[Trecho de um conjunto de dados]
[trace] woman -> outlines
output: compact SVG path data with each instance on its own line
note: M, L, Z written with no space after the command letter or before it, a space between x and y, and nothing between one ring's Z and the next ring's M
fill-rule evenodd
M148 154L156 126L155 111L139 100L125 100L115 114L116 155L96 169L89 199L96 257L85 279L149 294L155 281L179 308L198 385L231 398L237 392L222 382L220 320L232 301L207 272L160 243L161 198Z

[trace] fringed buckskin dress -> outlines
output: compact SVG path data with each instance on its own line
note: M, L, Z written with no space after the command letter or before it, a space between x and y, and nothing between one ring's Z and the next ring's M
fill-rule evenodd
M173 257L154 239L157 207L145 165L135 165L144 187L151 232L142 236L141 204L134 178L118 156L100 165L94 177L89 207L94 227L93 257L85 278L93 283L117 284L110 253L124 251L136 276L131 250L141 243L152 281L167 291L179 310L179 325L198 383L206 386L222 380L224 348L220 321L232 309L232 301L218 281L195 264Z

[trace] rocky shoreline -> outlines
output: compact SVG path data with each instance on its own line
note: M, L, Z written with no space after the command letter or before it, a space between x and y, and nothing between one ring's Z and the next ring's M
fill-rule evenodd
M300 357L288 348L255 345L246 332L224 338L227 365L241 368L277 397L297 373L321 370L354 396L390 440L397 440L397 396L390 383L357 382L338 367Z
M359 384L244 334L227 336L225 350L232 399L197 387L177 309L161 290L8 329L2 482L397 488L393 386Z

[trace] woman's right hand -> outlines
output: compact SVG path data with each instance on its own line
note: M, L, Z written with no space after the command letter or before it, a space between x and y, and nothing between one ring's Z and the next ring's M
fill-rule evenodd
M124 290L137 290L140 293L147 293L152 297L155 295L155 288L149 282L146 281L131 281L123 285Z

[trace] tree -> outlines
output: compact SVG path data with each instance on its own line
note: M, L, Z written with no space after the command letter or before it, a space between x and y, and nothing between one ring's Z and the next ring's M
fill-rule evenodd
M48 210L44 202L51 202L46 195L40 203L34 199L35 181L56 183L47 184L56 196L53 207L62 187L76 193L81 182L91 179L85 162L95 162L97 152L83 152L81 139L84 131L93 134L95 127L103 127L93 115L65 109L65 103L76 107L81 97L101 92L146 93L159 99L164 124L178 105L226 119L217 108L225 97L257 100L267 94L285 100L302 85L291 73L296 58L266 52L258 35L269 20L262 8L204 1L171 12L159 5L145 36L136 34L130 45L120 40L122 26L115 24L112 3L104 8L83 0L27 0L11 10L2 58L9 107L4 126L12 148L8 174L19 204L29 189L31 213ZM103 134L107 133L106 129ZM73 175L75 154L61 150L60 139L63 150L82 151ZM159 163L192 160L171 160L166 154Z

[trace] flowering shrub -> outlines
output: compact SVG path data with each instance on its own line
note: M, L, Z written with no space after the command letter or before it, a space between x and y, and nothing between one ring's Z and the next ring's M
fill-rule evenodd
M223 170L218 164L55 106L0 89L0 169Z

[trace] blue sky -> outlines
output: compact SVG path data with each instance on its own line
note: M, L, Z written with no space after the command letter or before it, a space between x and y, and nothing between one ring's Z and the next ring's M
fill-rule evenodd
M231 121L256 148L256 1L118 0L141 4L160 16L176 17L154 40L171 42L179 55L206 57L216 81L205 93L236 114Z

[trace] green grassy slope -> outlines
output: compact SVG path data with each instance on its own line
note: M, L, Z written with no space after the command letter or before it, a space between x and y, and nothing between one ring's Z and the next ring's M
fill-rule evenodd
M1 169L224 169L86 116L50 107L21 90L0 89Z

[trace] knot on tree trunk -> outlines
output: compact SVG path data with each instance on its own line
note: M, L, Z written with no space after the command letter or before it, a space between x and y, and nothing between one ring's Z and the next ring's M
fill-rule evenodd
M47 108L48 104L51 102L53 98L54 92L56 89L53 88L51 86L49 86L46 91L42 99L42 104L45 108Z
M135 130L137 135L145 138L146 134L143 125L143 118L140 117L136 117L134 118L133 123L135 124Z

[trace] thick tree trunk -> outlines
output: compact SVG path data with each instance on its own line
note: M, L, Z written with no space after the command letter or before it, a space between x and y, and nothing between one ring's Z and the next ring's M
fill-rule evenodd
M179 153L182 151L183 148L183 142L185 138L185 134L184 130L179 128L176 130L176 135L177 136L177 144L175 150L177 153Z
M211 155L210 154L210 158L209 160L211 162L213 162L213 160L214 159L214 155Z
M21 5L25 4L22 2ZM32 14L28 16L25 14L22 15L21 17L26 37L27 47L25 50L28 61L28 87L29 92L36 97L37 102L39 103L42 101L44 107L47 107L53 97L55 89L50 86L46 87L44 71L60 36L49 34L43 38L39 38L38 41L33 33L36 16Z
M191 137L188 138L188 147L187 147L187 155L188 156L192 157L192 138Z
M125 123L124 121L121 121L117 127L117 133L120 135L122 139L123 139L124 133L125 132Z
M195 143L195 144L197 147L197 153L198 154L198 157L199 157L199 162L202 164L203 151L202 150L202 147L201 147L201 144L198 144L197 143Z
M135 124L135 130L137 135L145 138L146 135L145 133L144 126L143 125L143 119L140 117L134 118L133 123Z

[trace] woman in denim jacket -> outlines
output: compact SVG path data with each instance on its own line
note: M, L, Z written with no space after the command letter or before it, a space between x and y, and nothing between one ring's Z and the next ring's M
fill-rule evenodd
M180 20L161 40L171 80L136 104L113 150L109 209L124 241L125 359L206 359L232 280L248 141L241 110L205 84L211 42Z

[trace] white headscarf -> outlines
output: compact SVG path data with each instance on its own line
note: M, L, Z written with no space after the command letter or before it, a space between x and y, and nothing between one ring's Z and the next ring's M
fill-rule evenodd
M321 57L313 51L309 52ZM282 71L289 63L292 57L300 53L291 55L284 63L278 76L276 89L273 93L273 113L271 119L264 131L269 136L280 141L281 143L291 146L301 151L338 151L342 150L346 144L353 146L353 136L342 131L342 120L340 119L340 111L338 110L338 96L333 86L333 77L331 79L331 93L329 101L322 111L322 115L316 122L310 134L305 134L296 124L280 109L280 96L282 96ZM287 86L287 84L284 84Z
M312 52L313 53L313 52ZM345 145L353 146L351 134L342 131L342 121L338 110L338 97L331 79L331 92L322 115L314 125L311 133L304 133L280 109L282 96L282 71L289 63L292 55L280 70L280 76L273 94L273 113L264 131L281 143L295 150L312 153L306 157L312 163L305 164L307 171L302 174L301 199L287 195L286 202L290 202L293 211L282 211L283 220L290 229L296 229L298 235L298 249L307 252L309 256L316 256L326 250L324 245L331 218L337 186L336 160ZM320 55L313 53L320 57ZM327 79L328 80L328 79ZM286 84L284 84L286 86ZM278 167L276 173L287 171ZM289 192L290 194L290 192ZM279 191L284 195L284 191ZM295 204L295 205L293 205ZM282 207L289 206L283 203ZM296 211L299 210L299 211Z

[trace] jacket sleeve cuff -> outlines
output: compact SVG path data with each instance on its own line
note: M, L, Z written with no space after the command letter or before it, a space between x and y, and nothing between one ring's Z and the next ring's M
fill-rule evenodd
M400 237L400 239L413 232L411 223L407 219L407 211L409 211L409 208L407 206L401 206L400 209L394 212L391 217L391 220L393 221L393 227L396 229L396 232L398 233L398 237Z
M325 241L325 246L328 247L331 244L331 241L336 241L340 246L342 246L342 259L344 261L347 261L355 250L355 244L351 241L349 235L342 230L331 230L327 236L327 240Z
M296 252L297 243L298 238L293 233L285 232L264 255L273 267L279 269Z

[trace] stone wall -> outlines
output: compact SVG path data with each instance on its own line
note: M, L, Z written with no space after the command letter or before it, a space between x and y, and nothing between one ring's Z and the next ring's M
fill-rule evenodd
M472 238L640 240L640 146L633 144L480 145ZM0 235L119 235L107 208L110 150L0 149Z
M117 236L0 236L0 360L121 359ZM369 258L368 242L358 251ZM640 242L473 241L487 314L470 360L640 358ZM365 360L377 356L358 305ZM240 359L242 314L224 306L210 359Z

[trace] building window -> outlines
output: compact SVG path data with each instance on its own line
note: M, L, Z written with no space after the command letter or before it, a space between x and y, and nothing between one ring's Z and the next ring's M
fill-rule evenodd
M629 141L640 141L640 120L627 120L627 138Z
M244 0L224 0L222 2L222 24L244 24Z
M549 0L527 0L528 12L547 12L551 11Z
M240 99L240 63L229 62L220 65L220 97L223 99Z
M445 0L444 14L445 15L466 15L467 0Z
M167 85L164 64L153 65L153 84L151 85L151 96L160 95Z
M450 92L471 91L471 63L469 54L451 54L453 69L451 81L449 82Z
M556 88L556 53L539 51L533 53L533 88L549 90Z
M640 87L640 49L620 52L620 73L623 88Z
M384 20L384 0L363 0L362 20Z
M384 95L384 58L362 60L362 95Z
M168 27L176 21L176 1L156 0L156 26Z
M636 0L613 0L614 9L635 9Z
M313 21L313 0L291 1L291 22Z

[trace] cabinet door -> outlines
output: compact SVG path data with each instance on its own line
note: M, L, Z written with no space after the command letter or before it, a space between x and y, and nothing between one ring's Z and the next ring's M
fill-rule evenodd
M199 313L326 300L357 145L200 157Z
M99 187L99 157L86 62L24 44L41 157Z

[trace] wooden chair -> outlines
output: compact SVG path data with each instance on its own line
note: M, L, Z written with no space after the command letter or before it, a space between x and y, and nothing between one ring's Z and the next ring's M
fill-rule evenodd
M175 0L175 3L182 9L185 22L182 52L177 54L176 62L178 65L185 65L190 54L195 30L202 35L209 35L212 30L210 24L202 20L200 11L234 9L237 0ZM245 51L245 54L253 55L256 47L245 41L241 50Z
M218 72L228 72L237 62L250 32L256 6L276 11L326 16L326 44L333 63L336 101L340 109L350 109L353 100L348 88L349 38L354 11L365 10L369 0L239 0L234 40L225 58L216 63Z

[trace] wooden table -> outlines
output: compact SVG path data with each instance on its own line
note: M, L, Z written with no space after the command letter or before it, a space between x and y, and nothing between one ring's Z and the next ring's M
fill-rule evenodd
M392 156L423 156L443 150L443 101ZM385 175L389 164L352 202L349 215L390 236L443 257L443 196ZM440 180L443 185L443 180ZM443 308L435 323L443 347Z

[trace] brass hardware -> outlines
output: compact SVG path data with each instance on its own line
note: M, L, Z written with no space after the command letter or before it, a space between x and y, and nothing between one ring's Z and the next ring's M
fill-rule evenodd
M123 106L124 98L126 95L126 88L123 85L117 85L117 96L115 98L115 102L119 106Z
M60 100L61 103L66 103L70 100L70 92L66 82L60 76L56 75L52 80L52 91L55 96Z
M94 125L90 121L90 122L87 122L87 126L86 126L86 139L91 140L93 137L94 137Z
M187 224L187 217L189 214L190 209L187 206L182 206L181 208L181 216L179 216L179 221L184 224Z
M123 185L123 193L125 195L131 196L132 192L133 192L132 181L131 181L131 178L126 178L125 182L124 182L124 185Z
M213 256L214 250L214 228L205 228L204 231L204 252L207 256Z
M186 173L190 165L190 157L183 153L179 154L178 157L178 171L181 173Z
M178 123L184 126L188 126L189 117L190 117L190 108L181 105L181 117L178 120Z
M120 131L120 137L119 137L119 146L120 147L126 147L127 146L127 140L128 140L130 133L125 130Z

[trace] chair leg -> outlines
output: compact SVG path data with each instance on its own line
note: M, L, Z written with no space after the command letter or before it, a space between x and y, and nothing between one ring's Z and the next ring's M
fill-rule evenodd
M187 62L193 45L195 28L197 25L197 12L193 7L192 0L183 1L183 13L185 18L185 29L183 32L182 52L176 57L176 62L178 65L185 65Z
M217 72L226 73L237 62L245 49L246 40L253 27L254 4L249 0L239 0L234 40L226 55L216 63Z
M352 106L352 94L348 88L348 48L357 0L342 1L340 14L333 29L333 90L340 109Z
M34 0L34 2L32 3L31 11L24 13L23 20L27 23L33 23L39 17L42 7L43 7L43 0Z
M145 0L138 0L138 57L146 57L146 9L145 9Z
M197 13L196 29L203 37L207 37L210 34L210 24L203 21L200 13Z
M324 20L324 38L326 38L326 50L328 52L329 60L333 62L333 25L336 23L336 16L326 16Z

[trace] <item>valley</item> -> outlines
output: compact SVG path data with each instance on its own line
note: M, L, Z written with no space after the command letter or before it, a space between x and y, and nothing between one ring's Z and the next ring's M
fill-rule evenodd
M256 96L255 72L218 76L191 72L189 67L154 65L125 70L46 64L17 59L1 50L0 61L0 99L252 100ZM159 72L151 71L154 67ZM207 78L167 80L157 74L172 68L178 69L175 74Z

# [Enunciado]
Reproduza, sem nenhuma alteração, as linhas que vão da que contém "[trace] knot on tree trunk -> outlines" até a que contém "M135 130L137 135L145", incluindo as duas.

# [Solução abaixo]
[trace] knot on tree trunk -> outlines
output: compact SVG path data with each instance on its own line
note: M, L, Z written with no space after the command letter or before it, a space between x and y, and nothing between one ring's Z and the next ring's M
fill-rule evenodd
M47 108L48 104L51 102L53 98L54 92L56 89L53 88L51 86L49 86L46 91L42 99L42 104L45 108Z
M135 130L137 135L145 138L146 134L143 125L143 118L140 117L136 117L134 118L133 123L135 124Z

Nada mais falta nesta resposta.